:: RECORDS TO PROCESS ::

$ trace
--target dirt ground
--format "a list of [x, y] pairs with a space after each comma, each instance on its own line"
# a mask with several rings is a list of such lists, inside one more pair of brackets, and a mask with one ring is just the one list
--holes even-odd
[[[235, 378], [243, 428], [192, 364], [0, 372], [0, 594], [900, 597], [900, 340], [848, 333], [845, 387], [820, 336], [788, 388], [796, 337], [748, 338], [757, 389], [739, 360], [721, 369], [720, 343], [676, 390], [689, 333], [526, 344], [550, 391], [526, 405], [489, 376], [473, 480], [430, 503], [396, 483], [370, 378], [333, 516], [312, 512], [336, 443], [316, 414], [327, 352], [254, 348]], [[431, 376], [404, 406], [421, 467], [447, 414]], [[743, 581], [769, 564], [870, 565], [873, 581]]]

:::
:: RECORDS TO PROCESS ::

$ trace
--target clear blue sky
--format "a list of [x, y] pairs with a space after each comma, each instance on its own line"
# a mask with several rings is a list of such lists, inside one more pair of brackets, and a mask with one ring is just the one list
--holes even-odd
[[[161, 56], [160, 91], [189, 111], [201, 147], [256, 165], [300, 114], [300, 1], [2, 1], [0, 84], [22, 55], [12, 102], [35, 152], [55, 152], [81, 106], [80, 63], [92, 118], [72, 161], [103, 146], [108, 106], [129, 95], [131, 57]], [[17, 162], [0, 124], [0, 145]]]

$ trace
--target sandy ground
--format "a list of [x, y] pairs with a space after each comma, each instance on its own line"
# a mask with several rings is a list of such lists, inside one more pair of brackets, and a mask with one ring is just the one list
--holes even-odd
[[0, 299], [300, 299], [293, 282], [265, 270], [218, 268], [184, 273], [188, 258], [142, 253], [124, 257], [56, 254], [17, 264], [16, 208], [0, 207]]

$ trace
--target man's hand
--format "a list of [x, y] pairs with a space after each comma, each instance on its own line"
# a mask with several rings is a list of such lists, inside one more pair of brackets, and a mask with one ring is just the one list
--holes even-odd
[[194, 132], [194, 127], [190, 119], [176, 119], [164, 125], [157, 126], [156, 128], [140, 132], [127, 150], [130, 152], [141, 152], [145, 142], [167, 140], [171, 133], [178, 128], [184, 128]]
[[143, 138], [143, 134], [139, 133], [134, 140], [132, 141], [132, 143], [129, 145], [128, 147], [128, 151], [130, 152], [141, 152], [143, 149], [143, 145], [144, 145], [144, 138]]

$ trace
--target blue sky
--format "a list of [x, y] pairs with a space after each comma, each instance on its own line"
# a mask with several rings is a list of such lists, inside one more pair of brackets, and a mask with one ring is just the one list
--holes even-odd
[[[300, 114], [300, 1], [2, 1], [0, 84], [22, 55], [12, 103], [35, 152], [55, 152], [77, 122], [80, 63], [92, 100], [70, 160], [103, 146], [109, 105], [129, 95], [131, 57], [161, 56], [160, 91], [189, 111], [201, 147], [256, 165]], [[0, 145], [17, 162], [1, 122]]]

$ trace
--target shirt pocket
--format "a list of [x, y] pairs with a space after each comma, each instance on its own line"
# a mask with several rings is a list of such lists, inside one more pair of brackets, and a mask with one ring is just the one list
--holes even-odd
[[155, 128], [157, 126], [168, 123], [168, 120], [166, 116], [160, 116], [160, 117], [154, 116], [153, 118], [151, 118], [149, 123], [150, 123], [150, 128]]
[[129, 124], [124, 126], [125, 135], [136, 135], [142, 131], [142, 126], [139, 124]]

:::

> _DIRECTIONS FOR THIS TASK_
For this exercise, gather every line of the data that contains the word "target".

> _TASK ANSWER_
--target dirt ground
--target clear blue sky
--target sandy ground
--target man's hand
--target blue sky
--target shirt pocket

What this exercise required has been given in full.